### YOUR OBJECTIVE
Rewrite all of the records below, replacing every occurrence of "even-odd" with "nonzero" and leaving everything else unchanged.

### THE DATA

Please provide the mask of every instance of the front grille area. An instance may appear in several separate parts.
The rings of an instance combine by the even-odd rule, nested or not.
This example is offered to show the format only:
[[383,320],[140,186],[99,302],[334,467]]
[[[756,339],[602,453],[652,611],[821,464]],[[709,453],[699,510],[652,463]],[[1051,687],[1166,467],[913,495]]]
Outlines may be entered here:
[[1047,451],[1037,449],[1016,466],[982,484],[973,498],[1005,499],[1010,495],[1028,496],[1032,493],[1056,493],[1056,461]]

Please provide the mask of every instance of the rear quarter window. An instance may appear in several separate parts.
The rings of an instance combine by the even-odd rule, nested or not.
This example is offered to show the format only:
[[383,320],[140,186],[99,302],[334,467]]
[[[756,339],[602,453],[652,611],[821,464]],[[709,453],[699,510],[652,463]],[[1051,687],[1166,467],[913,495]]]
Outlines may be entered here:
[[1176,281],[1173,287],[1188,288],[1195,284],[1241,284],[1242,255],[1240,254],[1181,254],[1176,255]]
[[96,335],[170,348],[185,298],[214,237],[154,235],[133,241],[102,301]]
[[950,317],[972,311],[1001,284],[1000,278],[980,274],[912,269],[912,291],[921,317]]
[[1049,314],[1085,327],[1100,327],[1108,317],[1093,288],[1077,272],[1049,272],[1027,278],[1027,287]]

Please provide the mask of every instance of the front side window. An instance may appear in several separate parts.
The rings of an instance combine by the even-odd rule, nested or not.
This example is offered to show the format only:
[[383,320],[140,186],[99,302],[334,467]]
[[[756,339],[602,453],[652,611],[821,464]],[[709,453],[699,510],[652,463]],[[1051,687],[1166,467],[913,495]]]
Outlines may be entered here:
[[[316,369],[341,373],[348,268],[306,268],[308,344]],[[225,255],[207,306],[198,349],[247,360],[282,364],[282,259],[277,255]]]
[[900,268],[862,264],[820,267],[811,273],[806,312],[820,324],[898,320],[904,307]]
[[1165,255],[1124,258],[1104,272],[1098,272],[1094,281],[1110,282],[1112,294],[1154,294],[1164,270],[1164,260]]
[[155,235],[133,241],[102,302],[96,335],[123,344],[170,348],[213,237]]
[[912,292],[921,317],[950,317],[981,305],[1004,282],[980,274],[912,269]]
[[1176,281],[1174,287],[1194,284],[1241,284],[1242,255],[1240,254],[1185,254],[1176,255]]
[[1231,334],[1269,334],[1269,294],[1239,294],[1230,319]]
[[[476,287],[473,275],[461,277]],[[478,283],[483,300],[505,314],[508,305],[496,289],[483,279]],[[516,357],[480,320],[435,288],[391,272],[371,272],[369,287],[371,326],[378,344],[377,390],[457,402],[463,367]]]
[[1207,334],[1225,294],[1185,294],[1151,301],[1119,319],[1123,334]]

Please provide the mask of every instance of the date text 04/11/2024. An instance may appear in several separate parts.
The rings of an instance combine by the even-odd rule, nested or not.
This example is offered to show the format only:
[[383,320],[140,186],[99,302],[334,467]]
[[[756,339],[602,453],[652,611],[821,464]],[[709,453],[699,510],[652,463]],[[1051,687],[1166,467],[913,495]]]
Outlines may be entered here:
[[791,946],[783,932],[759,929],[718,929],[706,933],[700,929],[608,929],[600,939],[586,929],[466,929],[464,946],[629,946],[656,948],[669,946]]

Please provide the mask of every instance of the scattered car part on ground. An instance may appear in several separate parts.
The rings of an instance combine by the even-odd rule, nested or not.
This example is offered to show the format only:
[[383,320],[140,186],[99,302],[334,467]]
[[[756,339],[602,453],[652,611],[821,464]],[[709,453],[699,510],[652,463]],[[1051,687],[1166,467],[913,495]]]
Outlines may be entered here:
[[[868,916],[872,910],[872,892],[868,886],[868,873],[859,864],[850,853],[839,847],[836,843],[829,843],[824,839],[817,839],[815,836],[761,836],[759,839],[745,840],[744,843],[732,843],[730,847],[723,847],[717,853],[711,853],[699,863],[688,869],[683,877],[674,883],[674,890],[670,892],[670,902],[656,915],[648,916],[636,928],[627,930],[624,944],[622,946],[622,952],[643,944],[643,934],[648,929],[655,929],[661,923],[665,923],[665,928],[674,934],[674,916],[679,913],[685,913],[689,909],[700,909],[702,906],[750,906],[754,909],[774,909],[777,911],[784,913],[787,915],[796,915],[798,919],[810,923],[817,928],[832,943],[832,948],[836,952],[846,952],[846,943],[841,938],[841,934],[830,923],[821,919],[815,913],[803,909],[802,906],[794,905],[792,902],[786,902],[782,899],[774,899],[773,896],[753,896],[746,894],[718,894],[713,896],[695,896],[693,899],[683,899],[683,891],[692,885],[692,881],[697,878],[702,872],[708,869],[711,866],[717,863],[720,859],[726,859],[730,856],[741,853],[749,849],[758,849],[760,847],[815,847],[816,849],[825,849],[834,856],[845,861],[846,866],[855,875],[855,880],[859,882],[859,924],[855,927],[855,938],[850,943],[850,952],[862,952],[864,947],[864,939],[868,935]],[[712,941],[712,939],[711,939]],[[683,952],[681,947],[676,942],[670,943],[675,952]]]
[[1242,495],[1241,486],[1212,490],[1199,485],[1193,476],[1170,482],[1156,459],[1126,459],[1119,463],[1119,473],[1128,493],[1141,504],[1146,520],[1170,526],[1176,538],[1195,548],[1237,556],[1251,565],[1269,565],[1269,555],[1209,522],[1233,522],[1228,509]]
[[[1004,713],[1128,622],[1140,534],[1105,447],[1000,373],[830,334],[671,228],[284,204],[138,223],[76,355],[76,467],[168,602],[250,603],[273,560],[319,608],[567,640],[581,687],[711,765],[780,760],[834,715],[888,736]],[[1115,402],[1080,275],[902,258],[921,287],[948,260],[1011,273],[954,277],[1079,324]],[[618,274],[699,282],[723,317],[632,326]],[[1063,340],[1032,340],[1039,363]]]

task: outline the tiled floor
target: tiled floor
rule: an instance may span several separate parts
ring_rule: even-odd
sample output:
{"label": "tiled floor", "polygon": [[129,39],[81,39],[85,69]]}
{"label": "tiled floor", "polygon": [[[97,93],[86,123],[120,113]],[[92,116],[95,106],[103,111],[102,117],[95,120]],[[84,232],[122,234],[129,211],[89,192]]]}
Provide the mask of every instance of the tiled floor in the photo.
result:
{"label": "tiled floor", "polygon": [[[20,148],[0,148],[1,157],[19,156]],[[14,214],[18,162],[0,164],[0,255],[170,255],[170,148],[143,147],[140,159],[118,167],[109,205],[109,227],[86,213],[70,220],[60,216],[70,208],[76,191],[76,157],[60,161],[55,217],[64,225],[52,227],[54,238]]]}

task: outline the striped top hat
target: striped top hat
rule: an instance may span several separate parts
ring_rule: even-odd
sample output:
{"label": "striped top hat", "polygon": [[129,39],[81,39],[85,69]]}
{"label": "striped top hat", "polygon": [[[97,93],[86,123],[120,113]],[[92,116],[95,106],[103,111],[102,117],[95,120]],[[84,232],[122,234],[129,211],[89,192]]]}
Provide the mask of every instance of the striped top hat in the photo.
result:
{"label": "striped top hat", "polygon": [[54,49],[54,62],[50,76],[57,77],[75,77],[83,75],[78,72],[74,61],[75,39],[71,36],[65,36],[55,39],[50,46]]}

### SOLUTION TO THIS EXERCISE
Please provide the mask of every instance of the front grille area. An instance may appear in several separate parts.
The rings of an instance combine by the nonzero rule, nested or not.
This example is offered to show the format only:
[[383,320],[140,186],[99,302],[334,467]]
[[[756,339],[602,453],[652,611],[821,464]],[[709,453],[699,510],[652,463]],[[1051,687],[1166,467],[913,495]]]
Outlines may be entered here:
[[1047,451],[1037,449],[1016,466],[982,484],[973,498],[1005,499],[1010,495],[1028,496],[1032,493],[1056,493],[1056,461]]

Please provide the mask of every instance of the rear quarter window. An instance may appear in several separate parts.
The rings of an instance combine by the nonzero rule, nested or not.
This example is offered to show the format only:
[[383,320],[140,186],[99,302],[334,467]]
[[[756,339],[602,453],[652,611],[821,464]],[[709,453],[699,510],[652,463]],[[1051,687],[1166,467],[913,495]]]
Outlines may be entered here:
[[1176,281],[1173,287],[1188,288],[1195,284],[1241,284],[1242,255],[1240,254],[1181,254],[1176,255]]
[[96,335],[170,348],[185,298],[214,237],[154,235],[133,241],[102,301]]
[[950,317],[972,311],[1001,284],[1000,278],[980,274],[912,269],[912,291],[921,317]]
[[1049,314],[1085,327],[1100,327],[1108,317],[1093,288],[1077,272],[1049,272],[1027,278],[1027,287]]

Please provide the mask of every instance of the front side window. An instance may appear in several separate parts.
The rings of an instance combine by the nonzero rule, nested or not.
This example is offered to show the format only:
[[383,320],[140,186],[99,302],[334,467]]
[[[756,339],[602,453],[652,611],[821,464]],[[709,453],[699,510],[652,463]],[[1051,687],[1166,467],[913,495]]]
Outlines may be entered here:
[[[316,369],[341,373],[348,268],[306,268],[308,344]],[[225,255],[207,306],[198,349],[247,360],[282,364],[282,259],[277,255]]]
[[900,268],[862,264],[820,267],[811,273],[806,312],[820,324],[898,320],[904,307]]
[[1165,255],[1124,258],[1104,272],[1098,272],[1094,281],[1110,282],[1112,294],[1154,294],[1164,270],[1164,260]]
[[155,235],[133,241],[102,302],[96,335],[123,344],[170,348],[213,237]]
[[912,292],[921,317],[950,317],[981,305],[1004,282],[980,274],[912,269]]
[[1176,281],[1174,287],[1194,284],[1241,284],[1242,255],[1240,254],[1185,254],[1176,255]]
[[1231,334],[1269,334],[1269,294],[1239,294],[1230,319]]
[[[476,287],[473,275],[461,277]],[[478,283],[483,300],[505,314],[508,305],[496,289],[483,279]],[[516,357],[480,320],[435,288],[391,272],[371,272],[369,287],[371,326],[378,344],[377,390],[457,402],[463,367]]]
[[1207,334],[1225,294],[1185,294],[1151,301],[1119,319],[1123,334]]

Please provide the mask of every instance of the date text 04/11/2024. An instance may appear in several separate parts.
The rings of an instance combine by the nonzero rule, nested or not.
This example is offered to show the format only:
[[383,320],[140,186],[99,302],[334,467]]
[[[756,339],[602,453],[652,611],[821,464]],[[709,453],[699,510],[652,463]],[[1051,687],[1166,467],[913,495]]]
Outlines may be entered here:
[[791,946],[783,932],[759,929],[718,929],[706,933],[700,929],[608,929],[600,939],[586,929],[466,929],[464,946],[629,946],[656,948],[669,946]]

Please provide the mask of every instance of the scattered car part on ground. An instance may appear in several separate parts.
The rings of an instance combine by the nonzero rule, nested or not.
This example is offered to show the format only:
[[383,320],[140,186],[99,302],[334,467]]
[[[756,339],[602,453],[652,611],[821,464]],[[709,453],[699,510],[652,463]],[[1051,687],[1166,467],[913,495]]]
Outlines may be entered here:
[[[868,916],[872,910],[872,892],[868,886],[868,873],[859,864],[850,853],[839,847],[836,843],[829,843],[824,839],[817,839],[815,836],[761,836],[759,839],[745,840],[744,843],[732,843],[730,847],[723,847],[717,853],[711,853],[699,863],[688,869],[683,877],[674,883],[674,890],[670,892],[670,902],[656,915],[648,916],[636,928],[627,930],[624,944],[622,946],[622,952],[643,944],[643,934],[648,929],[655,929],[661,923],[665,923],[665,928],[674,934],[674,916],[679,913],[685,913],[689,909],[700,909],[702,906],[750,906],[754,909],[774,909],[777,911],[784,913],[787,915],[796,915],[798,919],[810,923],[817,928],[832,943],[832,948],[836,952],[846,952],[846,943],[841,938],[841,934],[830,923],[821,919],[815,913],[803,909],[802,906],[794,905],[792,902],[786,902],[782,899],[774,899],[773,896],[753,896],[746,894],[718,894],[713,896],[695,896],[693,899],[683,899],[683,891],[692,885],[692,881],[697,878],[702,872],[708,869],[711,866],[717,863],[720,859],[726,859],[730,856],[741,853],[749,849],[758,849],[760,847],[815,847],[816,849],[825,849],[834,856],[845,861],[846,866],[855,875],[855,880],[859,882],[859,924],[855,927],[855,938],[850,943],[850,952],[862,952],[864,947],[864,939],[868,935]],[[712,941],[712,939],[711,939]],[[683,952],[681,947],[676,942],[670,943],[675,952]]]
[[1242,495],[1241,486],[1212,490],[1199,485],[1193,476],[1170,482],[1156,459],[1126,459],[1119,463],[1119,473],[1128,493],[1141,504],[1146,520],[1170,526],[1176,538],[1195,548],[1237,556],[1251,565],[1269,565],[1269,555],[1209,522],[1233,522],[1228,509]]
[[[1004,713],[1128,622],[1140,534],[1105,447],[1000,373],[830,334],[671,228],[284,204],[138,223],[76,355],[76,467],[168,602],[250,603],[273,560],[319,608],[567,640],[581,687],[711,765],[780,760],[834,715],[888,736]],[[1115,402],[1080,275],[902,258],[921,287],[948,260],[1011,273],[954,277],[1079,324]],[[618,274],[699,282],[723,317],[632,326]],[[1063,340],[1032,340],[1039,363]]]

task: outline the tiled floor
target: tiled floor
rule: an instance may span several separate parts
ring_rule: nonzero
sample output:
{"label": "tiled floor", "polygon": [[129,39],[81,39],[85,69]]}
{"label": "tiled floor", "polygon": [[[97,93],[86,123],[120,113]],[[92,116],[95,106],[103,111],[102,117],[95,120]],[[84,232],[122,234],[129,211],[89,192]]]}
Provide the mask of every instance of the tiled floor in the photo.
result:
{"label": "tiled floor", "polygon": [[[20,148],[0,148],[1,157],[19,156]],[[14,214],[18,162],[0,164],[0,255],[170,255],[170,148],[143,147],[140,159],[118,167],[109,205],[109,227],[86,213],[70,220],[60,216],[70,208],[76,191],[76,157],[60,161],[55,217],[64,225],[52,227],[54,238]]]}

task: outline the striped top hat
target: striped top hat
rule: an instance may span several separate parts
ring_rule: nonzero
sample output:
{"label": "striped top hat", "polygon": [[129,39],[81,39],[85,69]]}
{"label": "striped top hat", "polygon": [[[97,93],[86,123],[120,113]],[[92,116],[95,106],[103,111],[102,117],[95,120]],[[84,232],[122,234],[129,211],[89,192]]]}
Provide the mask of every instance of the striped top hat in the photo.
result:
{"label": "striped top hat", "polygon": [[54,49],[54,62],[50,76],[57,77],[75,77],[83,75],[78,72],[74,61],[75,39],[71,36],[65,36],[55,39],[50,46]]}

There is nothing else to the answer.